Records shown:
__________

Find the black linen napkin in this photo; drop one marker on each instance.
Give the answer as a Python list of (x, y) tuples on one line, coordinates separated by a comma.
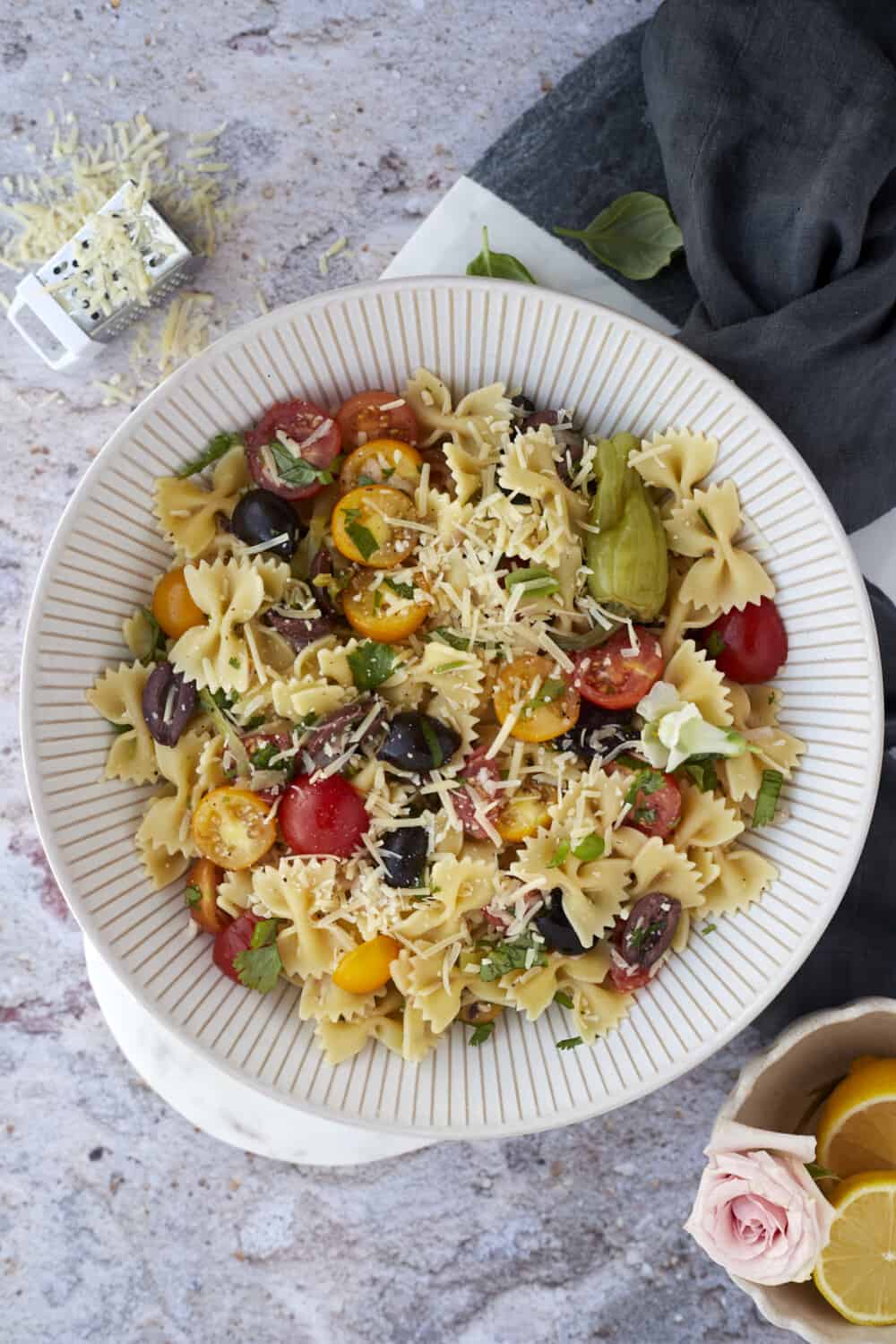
[(777, 150)]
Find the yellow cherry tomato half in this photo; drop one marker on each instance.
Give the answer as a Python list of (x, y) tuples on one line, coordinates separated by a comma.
[(367, 527), (367, 967), (383, 461), (233, 828), (383, 610), (202, 897), (174, 607), (521, 816), (547, 704)]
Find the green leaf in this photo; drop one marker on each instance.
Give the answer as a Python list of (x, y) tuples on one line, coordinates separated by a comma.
[(433, 744), (634, 236), (363, 538), (767, 797), (260, 965), (498, 265), (532, 581), (590, 849), (217, 448), (559, 854), (371, 664)]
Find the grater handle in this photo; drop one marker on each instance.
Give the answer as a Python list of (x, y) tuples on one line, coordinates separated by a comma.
[(32, 297)]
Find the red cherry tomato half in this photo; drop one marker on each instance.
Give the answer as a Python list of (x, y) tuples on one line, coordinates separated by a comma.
[(656, 811), (323, 816), (618, 674), (363, 414), (753, 644), (306, 424), (231, 941)]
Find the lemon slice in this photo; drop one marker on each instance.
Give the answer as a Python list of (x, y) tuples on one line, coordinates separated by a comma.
[(856, 1271), (857, 1126)]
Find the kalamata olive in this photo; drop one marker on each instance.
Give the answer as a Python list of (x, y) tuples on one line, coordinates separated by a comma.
[(418, 742), (403, 852), (649, 929), (261, 516), (331, 738), (301, 631), (168, 703), (597, 733), (555, 927)]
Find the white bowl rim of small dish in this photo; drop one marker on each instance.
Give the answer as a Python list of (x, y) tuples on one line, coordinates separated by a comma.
[(461, 287)]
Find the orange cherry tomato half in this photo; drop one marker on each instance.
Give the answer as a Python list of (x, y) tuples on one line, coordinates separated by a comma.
[(383, 461), (549, 704), (618, 674), (172, 605), (367, 967), (363, 414), (383, 610), (233, 828), (202, 897), (367, 527)]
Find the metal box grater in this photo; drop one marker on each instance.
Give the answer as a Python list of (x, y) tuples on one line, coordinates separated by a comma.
[(59, 325)]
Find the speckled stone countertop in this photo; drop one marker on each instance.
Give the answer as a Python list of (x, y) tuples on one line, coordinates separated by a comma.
[(118, 1222)]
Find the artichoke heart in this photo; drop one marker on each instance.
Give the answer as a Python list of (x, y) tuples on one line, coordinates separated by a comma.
[(627, 558)]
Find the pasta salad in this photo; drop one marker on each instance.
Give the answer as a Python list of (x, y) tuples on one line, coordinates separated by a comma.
[(454, 710)]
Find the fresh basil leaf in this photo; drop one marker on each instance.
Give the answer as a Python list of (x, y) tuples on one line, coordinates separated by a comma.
[(498, 265), (532, 581), (217, 448), (590, 849), (767, 797), (635, 236), (371, 664)]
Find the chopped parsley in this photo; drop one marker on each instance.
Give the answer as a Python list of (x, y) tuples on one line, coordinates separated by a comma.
[(260, 965), (217, 448), (511, 954), (767, 797), (371, 664), (559, 854)]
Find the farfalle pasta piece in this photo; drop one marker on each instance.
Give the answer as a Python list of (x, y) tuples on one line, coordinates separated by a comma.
[(705, 820), (187, 511), (723, 575), (218, 655), (697, 680), (117, 696), (675, 460), (743, 875), (296, 890)]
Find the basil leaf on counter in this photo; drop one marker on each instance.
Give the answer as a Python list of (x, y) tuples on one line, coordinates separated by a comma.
[(498, 265), (635, 236)]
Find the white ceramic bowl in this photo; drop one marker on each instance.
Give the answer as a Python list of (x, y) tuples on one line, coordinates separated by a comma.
[(775, 1090), (614, 374)]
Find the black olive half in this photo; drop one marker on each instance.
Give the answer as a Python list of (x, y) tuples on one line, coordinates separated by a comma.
[(418, 742), (261, 516), (403, 852), (597, 733), (554, 926), (168, 703)]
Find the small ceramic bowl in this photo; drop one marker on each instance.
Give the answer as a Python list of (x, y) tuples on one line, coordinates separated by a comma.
[(777, 1090)]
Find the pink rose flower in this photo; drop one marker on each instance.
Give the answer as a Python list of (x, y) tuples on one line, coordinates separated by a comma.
[(758, 1211)]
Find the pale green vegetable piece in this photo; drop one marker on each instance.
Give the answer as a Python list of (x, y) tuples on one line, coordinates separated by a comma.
[(627, 558)]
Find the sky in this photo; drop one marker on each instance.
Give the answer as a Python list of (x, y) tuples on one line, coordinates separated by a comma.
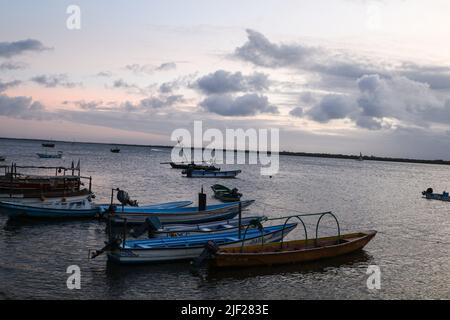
[(334, 76)]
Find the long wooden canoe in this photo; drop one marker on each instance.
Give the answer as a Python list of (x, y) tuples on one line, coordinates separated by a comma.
[(289, 252)]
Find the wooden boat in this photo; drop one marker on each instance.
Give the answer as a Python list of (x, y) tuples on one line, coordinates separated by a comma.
[(226, 194), (297, 251), (189, 173), (186, 215), (26, 188), (57, 155), (158, 206), (48, 145), (429, 194), (184, 248), (192, 165), (61, 210), (203, 228)]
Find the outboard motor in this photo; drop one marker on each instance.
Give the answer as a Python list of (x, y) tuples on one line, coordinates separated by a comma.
[(124, 198), (210, 249), (150, 225), (201, 201)]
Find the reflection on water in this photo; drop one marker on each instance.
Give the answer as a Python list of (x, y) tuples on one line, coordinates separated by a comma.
[(411, 248)]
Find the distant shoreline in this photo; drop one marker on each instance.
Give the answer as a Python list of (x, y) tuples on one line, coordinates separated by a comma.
[(284, 153)]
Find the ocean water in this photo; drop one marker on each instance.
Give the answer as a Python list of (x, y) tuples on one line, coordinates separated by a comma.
[(412, 247)]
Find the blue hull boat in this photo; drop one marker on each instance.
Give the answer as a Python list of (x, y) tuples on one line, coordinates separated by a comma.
[(186, 215), (69, 211), (156, 206), (189, 247)]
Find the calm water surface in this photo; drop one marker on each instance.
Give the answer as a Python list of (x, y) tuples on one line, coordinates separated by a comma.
[(412, 247)]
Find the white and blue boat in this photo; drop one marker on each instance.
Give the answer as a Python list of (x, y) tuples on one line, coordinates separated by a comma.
[(188, 247), (156, 206), (62, 210), (185, 215), (191, 173)]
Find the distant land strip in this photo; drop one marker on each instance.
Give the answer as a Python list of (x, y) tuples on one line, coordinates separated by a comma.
[(284, 153)]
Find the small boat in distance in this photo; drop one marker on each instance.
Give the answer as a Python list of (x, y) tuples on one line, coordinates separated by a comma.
[(46, 155), (361, 158), (226, 194), (48, 145), (190, 173), (192, 165)]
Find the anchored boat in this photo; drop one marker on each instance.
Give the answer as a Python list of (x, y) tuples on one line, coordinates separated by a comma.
[(185, 247), (71, 210), (185, 215), (429, 194), (46, 155), (190, 173), (288, 252), (226, 194)]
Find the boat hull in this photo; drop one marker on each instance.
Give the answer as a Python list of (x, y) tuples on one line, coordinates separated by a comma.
[(183, 215), (171, 254), (292, 252), (211, 174), (14, 210)]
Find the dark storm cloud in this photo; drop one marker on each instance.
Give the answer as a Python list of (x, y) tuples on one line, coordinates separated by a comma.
[(223, 81), (335, 69), (20, 107), (5, 85), (246, 105), (56, 80), (160, 102), (10, 49), (411, 102), (166, 66), (10, 65), (149, 69), (297, 112)]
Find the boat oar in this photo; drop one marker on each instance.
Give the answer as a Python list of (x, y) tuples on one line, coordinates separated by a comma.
[(109, 246), (210, 249)]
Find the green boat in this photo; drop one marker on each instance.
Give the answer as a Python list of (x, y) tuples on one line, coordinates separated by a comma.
[(226, 194)]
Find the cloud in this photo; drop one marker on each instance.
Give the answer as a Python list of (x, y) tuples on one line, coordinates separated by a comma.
[(260, 51), (246, 105), (166, 66), (149, 69), (331, 107), (160, 102), (9, 65), (56, 80), (105, 74), (379, 99), (5, 85), (21, 107), (297, 112), (223, 81), (10, 49)]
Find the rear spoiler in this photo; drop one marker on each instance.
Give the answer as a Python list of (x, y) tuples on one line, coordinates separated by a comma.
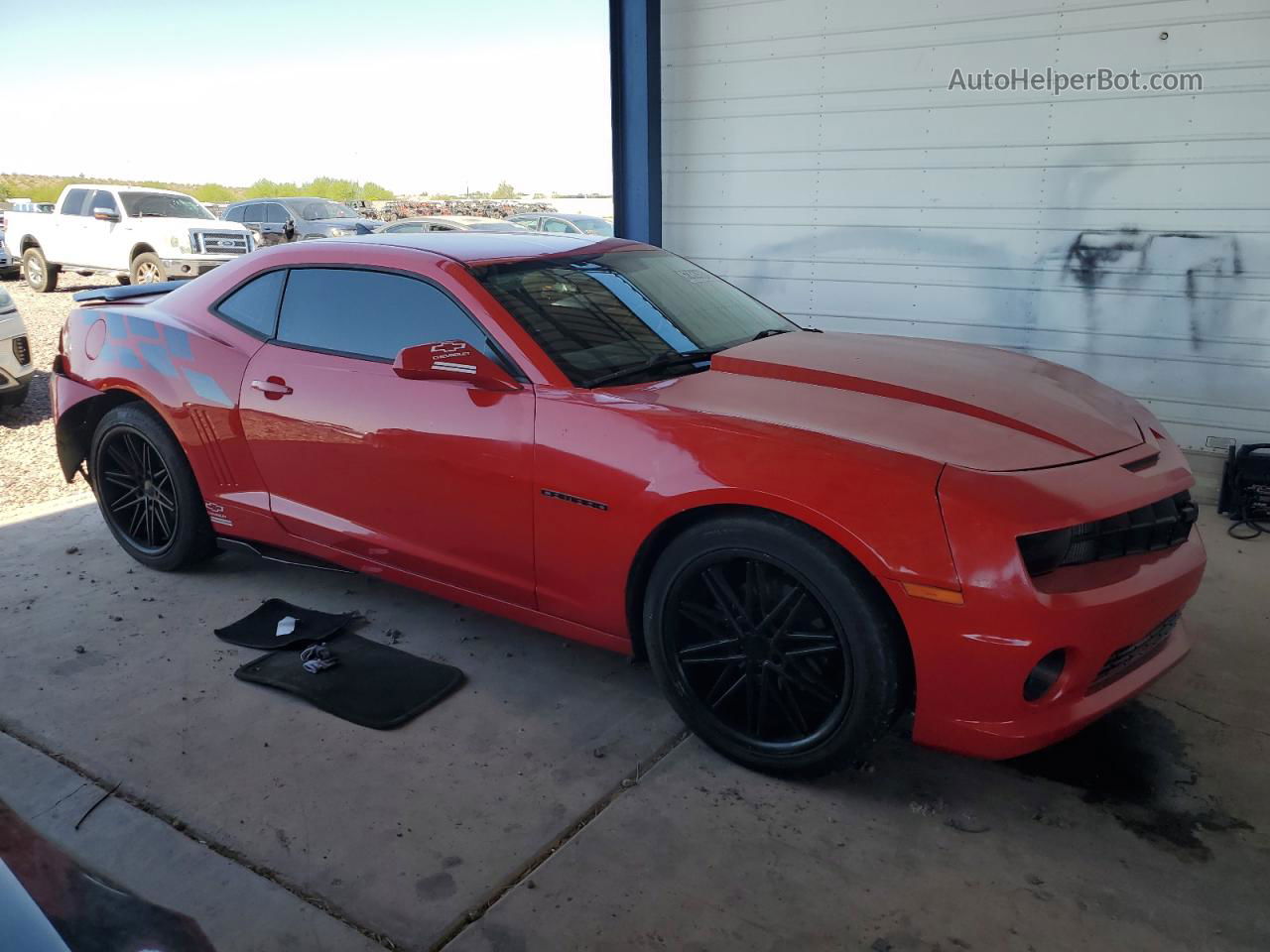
[(123, 294)]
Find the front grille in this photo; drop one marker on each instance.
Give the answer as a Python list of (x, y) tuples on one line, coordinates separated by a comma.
[(221, 243), (1125, 658), (1150, 529)]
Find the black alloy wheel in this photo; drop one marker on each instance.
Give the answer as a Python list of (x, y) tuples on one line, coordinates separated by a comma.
[(758, 652), (774, 645), (148, 492), (137, 493)]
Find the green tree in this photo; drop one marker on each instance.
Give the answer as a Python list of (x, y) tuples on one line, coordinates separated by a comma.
[(334, 189), (213, 191), (262, 188), (373, 191)]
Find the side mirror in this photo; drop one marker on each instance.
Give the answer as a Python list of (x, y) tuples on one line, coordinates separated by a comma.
[(452, 359)]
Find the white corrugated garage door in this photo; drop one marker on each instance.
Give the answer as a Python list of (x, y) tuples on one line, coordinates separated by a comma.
[(815, 155)]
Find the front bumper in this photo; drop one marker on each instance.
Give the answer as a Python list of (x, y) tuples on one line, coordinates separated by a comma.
[(973, 658), (16, 363), (194, 266)]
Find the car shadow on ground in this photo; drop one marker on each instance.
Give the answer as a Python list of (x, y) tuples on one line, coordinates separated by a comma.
[(35, 409)]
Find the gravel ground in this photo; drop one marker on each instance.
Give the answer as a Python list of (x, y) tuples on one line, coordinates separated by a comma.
[(28, 458)]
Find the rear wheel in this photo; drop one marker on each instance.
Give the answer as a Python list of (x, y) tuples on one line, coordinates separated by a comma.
[(772, 645), (41, 276), (148, 270), (146, 490)]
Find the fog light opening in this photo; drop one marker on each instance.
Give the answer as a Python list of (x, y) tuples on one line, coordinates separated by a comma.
[(1044, 674)]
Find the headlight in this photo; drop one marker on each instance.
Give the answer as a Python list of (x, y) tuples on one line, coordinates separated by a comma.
[(1044, 551)]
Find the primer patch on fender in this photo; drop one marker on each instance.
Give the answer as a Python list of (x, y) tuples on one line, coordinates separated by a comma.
[(206, 388)]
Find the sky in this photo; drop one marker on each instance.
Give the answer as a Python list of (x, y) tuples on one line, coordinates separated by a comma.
[(418, 95)]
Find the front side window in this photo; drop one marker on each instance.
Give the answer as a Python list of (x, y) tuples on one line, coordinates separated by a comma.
[(157, 204), (75, 200), (601, 315), (370, 313), (103, 199), (594, 226), (254, 304)]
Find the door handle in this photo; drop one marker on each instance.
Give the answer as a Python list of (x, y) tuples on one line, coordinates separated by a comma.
[(273, 388)]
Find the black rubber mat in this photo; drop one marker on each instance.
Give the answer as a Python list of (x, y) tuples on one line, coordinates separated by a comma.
[(371, 684), (259, 629)]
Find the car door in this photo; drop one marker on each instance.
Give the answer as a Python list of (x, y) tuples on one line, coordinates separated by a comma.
[(102, 241), (431, 477), (273, 229), (64, 239), (253, 216)]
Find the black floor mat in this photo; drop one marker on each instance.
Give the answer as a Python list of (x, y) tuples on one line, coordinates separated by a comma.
[(259, 629), (372, 684)]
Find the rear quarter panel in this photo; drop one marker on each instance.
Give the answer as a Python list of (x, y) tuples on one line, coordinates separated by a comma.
[(187, 375)]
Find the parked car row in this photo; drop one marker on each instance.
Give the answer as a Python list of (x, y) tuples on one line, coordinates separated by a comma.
[(140, 235), (16, 366), (145, 235)]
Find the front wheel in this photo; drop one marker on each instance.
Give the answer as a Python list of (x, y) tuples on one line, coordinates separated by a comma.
[(148, 270), (146, 490), (41, 276), (772, 645)]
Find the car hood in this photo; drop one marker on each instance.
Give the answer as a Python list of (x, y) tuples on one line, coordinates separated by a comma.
[(362, 225), (961, 404)]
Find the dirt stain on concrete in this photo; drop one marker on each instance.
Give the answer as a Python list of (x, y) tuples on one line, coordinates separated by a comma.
[(437, 887), (1133, 765)]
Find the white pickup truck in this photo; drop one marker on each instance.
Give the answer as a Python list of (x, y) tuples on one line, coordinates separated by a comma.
[(141, 235)]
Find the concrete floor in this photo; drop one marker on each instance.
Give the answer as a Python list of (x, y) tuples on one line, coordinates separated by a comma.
[(507, 817)]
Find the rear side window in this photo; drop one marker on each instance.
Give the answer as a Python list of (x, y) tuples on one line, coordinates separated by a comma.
[(370, 313), (75, 200), (103, 199), (254, 306)]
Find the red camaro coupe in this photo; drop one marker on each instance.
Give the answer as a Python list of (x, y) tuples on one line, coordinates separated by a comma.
[(807, 534)]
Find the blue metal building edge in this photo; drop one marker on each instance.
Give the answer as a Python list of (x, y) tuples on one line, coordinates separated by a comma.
[(635, 45)]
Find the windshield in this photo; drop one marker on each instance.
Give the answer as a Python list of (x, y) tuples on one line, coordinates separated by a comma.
[(316, 211), (157, 204), (594, 226), (602, 313)]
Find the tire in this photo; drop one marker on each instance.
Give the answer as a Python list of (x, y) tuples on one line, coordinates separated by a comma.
[(41, 276), (166, 525), (148, 270), (724, 676)]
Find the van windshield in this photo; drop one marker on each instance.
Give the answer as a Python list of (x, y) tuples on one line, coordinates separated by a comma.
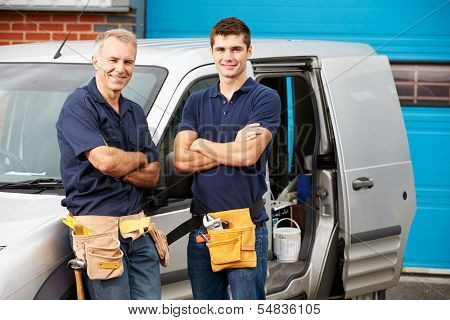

__________

Stated task:
Pick out every line in the rows above that contains the word "grater", and copy each one in full. Matching is case-sensitive.

Problem solution:
Find the grater handle in this photo; drop one marker on each instance.
Find the metal box grater in this photo; drop one marker on each instance.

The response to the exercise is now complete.